For the listing below, return the line containing "Phrase: tall office building", the line containing "windshield in the picture.", and all lines in between, exactly as written and nothing else.

__Source material__.

====

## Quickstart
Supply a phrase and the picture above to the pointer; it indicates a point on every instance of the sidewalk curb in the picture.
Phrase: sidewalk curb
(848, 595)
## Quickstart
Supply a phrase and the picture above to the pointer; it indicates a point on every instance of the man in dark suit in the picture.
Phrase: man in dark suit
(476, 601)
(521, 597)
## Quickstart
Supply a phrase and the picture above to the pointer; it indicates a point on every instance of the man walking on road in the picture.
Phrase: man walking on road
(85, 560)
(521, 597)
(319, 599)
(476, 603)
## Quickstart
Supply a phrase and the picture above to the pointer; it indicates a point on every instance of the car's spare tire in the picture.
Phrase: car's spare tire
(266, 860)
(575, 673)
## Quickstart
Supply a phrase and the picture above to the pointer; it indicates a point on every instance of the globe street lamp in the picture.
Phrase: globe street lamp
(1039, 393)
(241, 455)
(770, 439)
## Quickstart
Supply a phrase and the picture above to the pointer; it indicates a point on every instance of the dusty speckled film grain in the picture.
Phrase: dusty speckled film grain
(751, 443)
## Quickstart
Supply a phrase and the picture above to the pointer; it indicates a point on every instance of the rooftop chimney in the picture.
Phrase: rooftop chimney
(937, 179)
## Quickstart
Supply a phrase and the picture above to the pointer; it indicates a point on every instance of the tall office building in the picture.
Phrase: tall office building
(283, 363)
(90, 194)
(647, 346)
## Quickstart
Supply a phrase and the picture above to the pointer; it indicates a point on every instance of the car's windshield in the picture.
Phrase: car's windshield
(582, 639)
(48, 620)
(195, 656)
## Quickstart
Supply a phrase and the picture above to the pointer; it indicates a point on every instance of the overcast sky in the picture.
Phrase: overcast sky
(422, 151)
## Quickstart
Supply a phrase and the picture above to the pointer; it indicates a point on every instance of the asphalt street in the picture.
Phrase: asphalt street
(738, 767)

====

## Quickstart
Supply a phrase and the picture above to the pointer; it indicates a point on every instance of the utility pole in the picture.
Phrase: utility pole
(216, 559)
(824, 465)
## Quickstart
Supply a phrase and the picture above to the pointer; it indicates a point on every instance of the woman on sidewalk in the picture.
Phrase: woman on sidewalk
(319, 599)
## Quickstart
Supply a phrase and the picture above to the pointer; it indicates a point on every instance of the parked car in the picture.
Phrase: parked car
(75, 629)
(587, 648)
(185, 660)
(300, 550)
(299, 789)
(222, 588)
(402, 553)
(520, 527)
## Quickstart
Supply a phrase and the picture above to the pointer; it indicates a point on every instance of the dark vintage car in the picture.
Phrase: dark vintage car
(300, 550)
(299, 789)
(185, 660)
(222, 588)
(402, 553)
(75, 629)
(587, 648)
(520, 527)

====

__Written response__.
Phrase: tall office building
(283, 363)
(90, 194)
(647, 346)
## Quickstart
Supply a phrase and the picture above to the pointer; it indicates a point on every instance of the car's windshield in the picture.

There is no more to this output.